## PROBLEM REQUIREMENTS
Could every entry be set down once more, exactly as given?

Start of MATERIAL FOR THE TASK

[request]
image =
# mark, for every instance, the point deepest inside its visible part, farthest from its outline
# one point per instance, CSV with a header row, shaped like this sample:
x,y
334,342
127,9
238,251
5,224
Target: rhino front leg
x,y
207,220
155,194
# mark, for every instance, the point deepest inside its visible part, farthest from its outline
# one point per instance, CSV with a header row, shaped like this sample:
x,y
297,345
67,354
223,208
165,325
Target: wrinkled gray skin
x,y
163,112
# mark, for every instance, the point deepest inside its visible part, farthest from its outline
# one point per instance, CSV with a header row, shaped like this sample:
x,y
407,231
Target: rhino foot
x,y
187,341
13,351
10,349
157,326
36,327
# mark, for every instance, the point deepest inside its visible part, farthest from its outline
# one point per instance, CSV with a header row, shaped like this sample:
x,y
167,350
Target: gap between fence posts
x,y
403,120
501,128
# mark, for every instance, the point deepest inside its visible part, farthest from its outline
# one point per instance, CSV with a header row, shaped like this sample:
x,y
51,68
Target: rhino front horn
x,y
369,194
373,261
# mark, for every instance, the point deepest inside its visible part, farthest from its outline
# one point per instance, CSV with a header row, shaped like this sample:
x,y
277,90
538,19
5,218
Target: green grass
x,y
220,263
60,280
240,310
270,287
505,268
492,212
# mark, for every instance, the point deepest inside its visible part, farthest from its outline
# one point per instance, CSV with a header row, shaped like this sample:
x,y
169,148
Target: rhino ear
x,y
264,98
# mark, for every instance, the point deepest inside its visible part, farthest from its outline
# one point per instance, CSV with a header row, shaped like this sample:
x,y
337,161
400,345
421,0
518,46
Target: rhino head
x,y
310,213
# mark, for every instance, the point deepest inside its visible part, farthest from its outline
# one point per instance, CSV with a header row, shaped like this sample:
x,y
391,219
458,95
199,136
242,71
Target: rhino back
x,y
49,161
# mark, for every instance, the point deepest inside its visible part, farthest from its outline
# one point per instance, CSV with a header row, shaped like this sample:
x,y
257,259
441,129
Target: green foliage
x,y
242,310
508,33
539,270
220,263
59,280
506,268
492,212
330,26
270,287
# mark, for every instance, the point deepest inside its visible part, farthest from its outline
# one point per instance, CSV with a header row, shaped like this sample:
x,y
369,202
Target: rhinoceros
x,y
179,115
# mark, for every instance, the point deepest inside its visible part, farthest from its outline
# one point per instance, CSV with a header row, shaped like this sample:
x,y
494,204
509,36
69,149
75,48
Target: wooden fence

End of MATERIAL FOR THE TASK

## SOLUTION TO THIS PROBLEM
[request]
image =
# mark, for every instance, the point deepest inside its visible part, farthest from its outline
# one point per instance, CSV with a header row, shaped like this sample:
x,y
334,342
127,9
238,251
5,224
Target: rhino front leg
x,y
207,220
155,194
# mark, for every instance, the point deepest inside its visible part, farthest from its outline
# one point per instance, CSV with a header row, shaped like this sample:
x,y
297,345
67,354
223,208
165,325
Target: wrinkled gray skin
x,y
163,112
# mark, for every instance, the point deepest inside its visible part, farthest from its outline
# one point per instance, CSV with a header row, shaped like this sample:
x,y
407,231
Target: rhino foot
x,y
187,341
13,351
10,349
157,326
36,327
# mark, for every instance, the point deepest inside its visible part, farthest from its outline
# one point per instance, CSV with a header row, shaped like this sample:
x,y
167,350
Target: gap between fence posts
x,y
403,120
501,128
# mark, for every instance, the point deepest inside its visible part, farthest from its outline
# one point per instance, CSV with a header row, shaped like this sample:
x,y
51,68
Target: rhino front horn
x,y
369,194
373,261
# mark, for every instance, the point deepest inside its visible part, farthest from its outline
# one point per instance, CSV with a header row, shaped like this sample:
x,y
277,90
538,19
5,218
Target: green grass
x,y
220,263
60,280
240,310
270,287
505,268
492,212
# mark, for every instance, the point deepest inside its visible part, farthest from its outline
# one point per instance, CSV with a header row, shaped like this sample:
x,y
169,148
Target: rhino ear
x,y
264,98
# mark, for every instance, the point deepest inside its visible part, farthest from its outline
# one point per instance, CSV with a header row, shaped like this sample:
x,y
337,161
400,345
421,0
518,46
Target: rhino head
x,y
310,213
# mark, for every instance, the point deepest inside its visible part, farthest from its outline
# one point per instance, CSV with a header row, shaped like this sample:
x,y
391,219
458,95
199,136
242,71
Target: rhino back
x,y
49,161
# mark, for every instance, the point deepest inside its visible part, farthest from its outline
# one point per instance, CSV with a header row, shaped like this sample:
x,y
257,259
441,129
Target: green foliage
x,y
242,310
508,33
539,270
220,263
59,280
506,268
492,212
330,26
270,287
# mark, for every instance, the point deepest inside its visible part, farthest from its outline
# one point per instance, CSV with a header row, shaped like this sample:
x,y
369,202
Target: rhinoceros
x,y
179,115
# mark, for every instance, the point deepest inside its visible part, farthest from its outline
# one point per instance, CSV with a header row, shaped like this sample:
x,y
494,204
509,36
69,149
75,48
Target: wooden fence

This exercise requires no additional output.